Given instruction A :: Duplicate the portion of the avalanche observation starting at "Tour up the" and ending at "observation took place.".
Given instruction B ::
Answer the following questions using the avalanche observation.
(i) Above 2,000', how deep was boot penetration?
(ii) What was the slope angle where the ECTP 18 and 20 results were obtained?
(iii) What size is the buried surface hoar above 2,000'?

Page text ::
┄┄┄┄┄┄┄┄┄┄┄┄┄┄┄┄┄┄┄┄

Tour up the Sunburst standard up-track to look at the new snow and how well it is bonding with the old snow surface. We found bonding to be poor with buried surface hoar under the new snow.

Red Flags
Red flags are simple visual clues that are a sign of potential avalanche danger. Please record any sign of red flags below.
Observer Comments

No signs of obvious instability. Pit results were very concerning - more below and in video.

Weather & Snow Characteristics
Please provide details to help us determine the weather and snowpack during the time this observation took place.
Weather

Overcast and broken skies. Winds were moderate to strong from the East and blowing high and low on ridgelines as well as in the upper valleys. Snow devils prevalent off many ridgelines. Warm temperatures (mid 20'sF at 2,500' and 33F at sea level). Light snow was falling on the North side of the Pass, but the Souther side, including Sunburst had no precip during our tour.

Snow surface

Below 2,000': 4-5" of new moist snow over a 1-2" moist crust.

Above 2,000': Settling dense powder from the Valentine's Storm Cycle (Feb 13, 14 and 15). New snow from this cycle dropped 20" of heavy snow at Sunburst. Boot penetration was 8" deep while ski penetration was only 4" deep. Wind affected in many exposed areas, wind crusts and stubborn wind slabs up to a foot thick.

Snowpack

Above 2,000': Buried surface hoar (1cm) sits under the 20" of new storm snow. We had an ECTP 18 and 20 on a SW facing aspect at 2,850' on a 28 deg slope. We dug earlier at 2,400' in an area with known traffic prior to the storm, and we had ECTX here - we could clearly see that old tracks had disturbed the buried surface hoar.

Bottom Line: The new snow is not bonding well to the old snow. Don't be fooled by lack of red flags, or stable pit results, if you are in areas that see high traffic.

A crust 4-5" below the surface from the rain on Feb 14 is freezing below 2,000' and mostly supportable. There is buried surface hoar under the new snow in these lower locations as well, we did not dig in the lower elevations.

┄┄┄┄┄┄┄┄┄┄┄┄┄┄┄┄┄┄┄┄

Listed records ::
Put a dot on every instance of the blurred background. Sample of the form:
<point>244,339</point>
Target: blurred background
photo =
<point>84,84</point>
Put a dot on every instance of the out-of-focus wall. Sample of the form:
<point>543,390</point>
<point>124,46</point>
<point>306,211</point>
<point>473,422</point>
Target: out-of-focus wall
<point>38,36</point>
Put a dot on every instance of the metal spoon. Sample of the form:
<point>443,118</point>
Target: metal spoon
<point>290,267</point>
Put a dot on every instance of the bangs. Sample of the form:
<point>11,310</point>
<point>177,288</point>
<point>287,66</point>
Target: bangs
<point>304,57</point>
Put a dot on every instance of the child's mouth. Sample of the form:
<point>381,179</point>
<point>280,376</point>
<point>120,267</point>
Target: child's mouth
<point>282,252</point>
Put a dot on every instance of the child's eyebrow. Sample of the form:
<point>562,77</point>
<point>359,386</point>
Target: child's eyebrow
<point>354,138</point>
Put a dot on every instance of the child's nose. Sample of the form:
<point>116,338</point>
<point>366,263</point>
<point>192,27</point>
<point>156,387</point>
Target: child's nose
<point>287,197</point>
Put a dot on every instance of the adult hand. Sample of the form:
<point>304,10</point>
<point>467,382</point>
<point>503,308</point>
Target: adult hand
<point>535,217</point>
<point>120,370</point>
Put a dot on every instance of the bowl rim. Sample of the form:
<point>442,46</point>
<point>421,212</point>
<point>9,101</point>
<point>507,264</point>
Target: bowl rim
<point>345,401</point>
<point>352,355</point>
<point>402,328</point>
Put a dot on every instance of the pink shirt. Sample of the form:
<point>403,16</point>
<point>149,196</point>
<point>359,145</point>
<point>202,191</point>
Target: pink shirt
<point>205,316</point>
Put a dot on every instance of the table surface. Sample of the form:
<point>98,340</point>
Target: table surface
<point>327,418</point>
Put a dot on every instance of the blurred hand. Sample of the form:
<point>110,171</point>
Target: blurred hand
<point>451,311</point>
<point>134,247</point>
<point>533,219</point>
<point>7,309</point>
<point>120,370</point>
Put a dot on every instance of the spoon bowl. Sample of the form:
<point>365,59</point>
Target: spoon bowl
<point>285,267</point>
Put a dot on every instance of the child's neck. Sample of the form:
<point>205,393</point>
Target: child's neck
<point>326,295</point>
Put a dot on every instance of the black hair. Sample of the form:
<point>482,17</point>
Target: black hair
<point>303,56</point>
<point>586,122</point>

┄┄┄┄┄┄┄┄┄┄┄┄┄┄┄┄┄┄┄┄

Output A ::
Tour up the Sunburst standard up-track to look at the new snow and how well it is bonding with the old snow surface. We found bonding to be poor with buried surface hoar under the new snow.

Red Flags
Red flags are simple visual clues that are a sign of potential avalanche danger. Please record any sign of red flags below.
Observer Comments

No signs of obvious instability. Pit results were very concerning - more below and in video.

Weather & Snow Characteristics
Please provide details to help us determine the weather and snowpack during the time this observation took place.

Output B ::
(i) 8" deep
(ii) 28 degrees
(iii) 1cm